§ Jobs
1 > In the post about the Python word-counting script, copy the passage starting at "This uses Mark" and ending at "only to learn.".
2 > Using the post about the Python word-counting script, explain why the script relies on Mark Pilgrim's openAnything module instead of custom code.
3 > According to the post about the Python word-counting script, what does the mergecsv script do?

§ Text segment
+--

Just to learn, I made a small script in Python that will find out what are the most used words in a book or piece of text. It has special support for most gutenberg files, it can read the title of the book and exclude the licence (above and bellow the book content) from the counting.
The usage is simple:
Usage:
-i[arg], –input[arg] : The input to get the content from (URL, localfile, raw text). Special support for Gutenberg books (with the licence removed, and module can be extended to read book title.)
-h, –help : Displays this help screen
-o[arg], –output[arg] : The file to output the csv file to. Note: This should end with .csv.
-c, –common : This removes the common words in the final statistics. Support for customization of the common word list later.
This uses Mark Pilgrim’s openAnything module (since I know how it works, I don’t think it would really help if I coded it myself). It also contains a script called mergecsv which merges statistics for two books by adding the count of the words.
Download (with openAnything, mergecsv, common.txt, unittest (booktest.py, sample book of Alice in Wonderland and Sherlock Holmes): book.tar.gz
Highlighted Source:
It doesn’t parse Gutenberg E-texts, but it does parse Gutenberg E-Books. (Difference being the way the start and end of the book is indicated). I don’t want to do this, because it’s almost the same thing, and the purpose of this is only to learn.
Feedback welcome!

+--

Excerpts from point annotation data
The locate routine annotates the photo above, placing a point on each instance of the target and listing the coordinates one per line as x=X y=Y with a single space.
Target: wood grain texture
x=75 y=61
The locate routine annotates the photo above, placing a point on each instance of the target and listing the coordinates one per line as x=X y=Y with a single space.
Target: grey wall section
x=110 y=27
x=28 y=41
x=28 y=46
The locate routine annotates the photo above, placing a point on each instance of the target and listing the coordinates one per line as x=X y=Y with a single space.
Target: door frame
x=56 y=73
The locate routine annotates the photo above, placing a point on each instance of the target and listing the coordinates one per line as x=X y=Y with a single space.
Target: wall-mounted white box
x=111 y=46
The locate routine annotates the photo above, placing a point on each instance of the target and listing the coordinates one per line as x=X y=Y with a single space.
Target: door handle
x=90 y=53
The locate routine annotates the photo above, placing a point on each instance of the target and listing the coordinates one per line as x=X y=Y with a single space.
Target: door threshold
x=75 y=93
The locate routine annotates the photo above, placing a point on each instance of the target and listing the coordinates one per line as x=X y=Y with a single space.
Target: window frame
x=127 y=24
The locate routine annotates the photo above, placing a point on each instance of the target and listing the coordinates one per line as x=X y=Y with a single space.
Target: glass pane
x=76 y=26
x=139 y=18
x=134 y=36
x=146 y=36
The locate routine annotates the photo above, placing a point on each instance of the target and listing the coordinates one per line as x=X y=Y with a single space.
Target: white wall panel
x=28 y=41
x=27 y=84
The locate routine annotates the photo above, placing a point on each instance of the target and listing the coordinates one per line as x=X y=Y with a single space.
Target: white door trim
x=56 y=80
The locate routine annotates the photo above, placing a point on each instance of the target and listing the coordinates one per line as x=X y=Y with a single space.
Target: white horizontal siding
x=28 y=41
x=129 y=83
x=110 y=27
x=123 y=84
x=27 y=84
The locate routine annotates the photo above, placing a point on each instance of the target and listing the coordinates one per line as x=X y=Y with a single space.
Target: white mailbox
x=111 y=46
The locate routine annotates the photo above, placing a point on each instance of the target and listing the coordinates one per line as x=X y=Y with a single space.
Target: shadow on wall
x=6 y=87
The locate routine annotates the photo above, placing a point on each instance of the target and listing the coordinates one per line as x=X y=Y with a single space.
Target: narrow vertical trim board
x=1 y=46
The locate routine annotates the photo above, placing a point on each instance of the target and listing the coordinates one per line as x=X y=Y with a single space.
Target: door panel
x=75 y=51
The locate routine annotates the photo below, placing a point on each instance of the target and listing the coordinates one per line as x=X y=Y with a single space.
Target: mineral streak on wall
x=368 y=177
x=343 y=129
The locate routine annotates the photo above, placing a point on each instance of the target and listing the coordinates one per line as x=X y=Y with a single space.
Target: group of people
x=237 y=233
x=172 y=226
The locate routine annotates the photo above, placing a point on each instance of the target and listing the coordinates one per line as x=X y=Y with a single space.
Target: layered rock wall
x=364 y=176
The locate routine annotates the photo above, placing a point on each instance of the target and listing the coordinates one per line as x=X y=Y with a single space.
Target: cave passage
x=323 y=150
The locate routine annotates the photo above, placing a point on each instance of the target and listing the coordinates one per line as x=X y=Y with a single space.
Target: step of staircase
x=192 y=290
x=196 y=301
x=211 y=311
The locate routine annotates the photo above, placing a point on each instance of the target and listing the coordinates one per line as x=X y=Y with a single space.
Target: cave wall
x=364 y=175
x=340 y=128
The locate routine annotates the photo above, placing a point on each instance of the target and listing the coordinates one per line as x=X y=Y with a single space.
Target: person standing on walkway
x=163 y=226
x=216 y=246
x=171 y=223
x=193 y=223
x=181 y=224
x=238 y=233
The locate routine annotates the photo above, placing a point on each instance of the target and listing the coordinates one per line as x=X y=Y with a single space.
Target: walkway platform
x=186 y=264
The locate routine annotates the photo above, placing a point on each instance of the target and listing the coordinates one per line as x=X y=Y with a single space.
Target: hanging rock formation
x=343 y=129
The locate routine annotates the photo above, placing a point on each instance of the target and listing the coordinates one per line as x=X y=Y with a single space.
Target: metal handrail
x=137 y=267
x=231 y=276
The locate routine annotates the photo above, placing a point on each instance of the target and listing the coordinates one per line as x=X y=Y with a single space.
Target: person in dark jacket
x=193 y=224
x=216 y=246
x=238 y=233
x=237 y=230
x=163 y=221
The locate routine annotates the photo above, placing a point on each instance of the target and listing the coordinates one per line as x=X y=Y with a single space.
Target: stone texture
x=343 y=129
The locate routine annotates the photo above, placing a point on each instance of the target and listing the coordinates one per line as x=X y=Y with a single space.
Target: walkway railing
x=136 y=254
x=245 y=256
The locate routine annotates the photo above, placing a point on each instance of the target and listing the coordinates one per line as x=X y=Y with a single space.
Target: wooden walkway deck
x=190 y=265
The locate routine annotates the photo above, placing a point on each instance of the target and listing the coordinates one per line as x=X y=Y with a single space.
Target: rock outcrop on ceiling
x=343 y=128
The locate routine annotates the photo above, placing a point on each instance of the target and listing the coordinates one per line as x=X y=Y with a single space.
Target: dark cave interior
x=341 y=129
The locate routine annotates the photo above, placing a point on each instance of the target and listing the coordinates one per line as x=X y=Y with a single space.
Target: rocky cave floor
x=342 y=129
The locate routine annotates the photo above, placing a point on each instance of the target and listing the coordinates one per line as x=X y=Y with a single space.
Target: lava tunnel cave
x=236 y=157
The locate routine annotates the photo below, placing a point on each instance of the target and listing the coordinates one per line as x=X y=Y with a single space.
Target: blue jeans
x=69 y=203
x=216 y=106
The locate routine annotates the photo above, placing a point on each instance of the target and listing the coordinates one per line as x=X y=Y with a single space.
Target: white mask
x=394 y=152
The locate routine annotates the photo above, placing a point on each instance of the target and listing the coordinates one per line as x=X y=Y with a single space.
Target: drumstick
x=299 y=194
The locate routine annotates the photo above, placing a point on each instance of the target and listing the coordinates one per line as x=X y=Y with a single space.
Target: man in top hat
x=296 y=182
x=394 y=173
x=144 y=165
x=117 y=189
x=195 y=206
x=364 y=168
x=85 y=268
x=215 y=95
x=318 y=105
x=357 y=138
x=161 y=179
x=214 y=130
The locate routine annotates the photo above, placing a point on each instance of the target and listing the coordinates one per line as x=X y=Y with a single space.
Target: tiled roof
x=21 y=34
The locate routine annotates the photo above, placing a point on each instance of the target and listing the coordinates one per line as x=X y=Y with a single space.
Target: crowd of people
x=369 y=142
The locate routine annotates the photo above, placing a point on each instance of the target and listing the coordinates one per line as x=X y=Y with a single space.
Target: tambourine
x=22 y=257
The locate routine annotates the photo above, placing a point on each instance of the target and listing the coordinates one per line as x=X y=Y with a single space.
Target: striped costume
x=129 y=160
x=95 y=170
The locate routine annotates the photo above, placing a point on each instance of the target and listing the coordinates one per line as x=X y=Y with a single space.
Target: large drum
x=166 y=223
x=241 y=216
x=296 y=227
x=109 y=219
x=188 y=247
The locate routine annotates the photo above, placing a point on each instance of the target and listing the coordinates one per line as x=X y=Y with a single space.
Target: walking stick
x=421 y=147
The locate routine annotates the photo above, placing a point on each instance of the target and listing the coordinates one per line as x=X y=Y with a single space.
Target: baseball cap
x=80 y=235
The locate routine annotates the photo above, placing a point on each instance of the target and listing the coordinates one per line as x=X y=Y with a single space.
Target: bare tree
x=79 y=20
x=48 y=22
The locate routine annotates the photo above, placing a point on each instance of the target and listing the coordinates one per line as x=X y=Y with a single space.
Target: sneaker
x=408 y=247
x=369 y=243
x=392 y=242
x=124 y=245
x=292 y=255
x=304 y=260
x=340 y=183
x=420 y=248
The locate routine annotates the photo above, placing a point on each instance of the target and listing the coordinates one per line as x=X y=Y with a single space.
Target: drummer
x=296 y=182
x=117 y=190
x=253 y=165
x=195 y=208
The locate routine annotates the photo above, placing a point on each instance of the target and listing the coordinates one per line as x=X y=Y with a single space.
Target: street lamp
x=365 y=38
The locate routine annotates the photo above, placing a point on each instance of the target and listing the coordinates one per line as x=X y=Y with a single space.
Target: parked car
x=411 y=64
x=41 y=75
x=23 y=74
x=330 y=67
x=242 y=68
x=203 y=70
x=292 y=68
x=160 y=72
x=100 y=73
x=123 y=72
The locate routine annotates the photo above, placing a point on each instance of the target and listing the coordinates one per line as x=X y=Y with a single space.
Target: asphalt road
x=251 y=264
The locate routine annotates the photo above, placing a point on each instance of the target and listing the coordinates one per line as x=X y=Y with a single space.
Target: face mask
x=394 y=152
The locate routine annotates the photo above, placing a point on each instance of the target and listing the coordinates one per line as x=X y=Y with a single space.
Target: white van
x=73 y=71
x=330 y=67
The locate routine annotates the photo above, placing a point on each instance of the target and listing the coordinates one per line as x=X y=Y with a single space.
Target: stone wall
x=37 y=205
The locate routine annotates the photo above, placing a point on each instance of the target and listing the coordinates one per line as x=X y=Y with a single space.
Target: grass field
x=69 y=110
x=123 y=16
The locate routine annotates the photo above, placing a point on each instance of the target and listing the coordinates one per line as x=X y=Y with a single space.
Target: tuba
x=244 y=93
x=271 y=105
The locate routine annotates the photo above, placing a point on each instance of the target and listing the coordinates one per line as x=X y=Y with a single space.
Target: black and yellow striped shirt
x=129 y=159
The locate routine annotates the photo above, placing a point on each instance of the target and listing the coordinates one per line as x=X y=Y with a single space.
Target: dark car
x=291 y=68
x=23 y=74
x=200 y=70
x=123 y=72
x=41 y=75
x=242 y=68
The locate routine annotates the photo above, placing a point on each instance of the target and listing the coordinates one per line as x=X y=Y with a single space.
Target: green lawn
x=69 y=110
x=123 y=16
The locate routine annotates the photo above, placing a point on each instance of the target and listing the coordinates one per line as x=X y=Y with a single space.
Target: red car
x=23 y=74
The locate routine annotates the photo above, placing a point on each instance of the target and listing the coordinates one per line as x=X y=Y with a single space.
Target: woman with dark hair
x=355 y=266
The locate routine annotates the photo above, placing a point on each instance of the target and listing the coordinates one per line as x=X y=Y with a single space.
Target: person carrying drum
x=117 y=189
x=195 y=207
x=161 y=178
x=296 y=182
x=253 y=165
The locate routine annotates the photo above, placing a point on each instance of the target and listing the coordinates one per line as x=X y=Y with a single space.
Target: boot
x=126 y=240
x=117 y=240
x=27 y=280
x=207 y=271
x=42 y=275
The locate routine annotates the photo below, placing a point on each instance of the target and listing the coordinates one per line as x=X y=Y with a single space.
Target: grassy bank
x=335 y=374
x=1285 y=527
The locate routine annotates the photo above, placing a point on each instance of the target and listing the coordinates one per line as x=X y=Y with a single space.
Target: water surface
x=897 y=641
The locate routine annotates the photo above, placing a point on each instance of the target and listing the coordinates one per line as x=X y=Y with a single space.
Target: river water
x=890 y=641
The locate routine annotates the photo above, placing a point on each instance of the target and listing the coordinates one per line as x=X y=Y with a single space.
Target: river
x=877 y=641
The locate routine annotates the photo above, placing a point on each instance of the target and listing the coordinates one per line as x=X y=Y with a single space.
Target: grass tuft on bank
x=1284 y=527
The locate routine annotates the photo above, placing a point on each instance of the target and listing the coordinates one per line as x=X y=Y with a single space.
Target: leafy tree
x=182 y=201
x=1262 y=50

+--

§ Answers in order
1 >
This uses Mark Pilgrim’s openAnything module (since I know how it works, I don’t think it would really help if I coded it myself). It also contains a script called mergecsv which merges statistics for two books by adding the count of the words.
Download (with openAnything, mergecsv, common.txt, unittest (booktest.py, sample book of Alice in Wonderland and Sherlock Holmes): book.tar.gz
Highlighted Source:
It doesn’t parse Gutenberg E-texts, but it does parse Gutenberg E-Books. (Difference being the way the start and end of the book is indicated). I don’t want to do this, because it’s almost the same thing, and the purpose of this is only to learn.

2 > The author already knows how openAnything works and doesn't think coding the same functionality from scratch would really help.

3 > It merges the statistics for two books by adding the count of the words.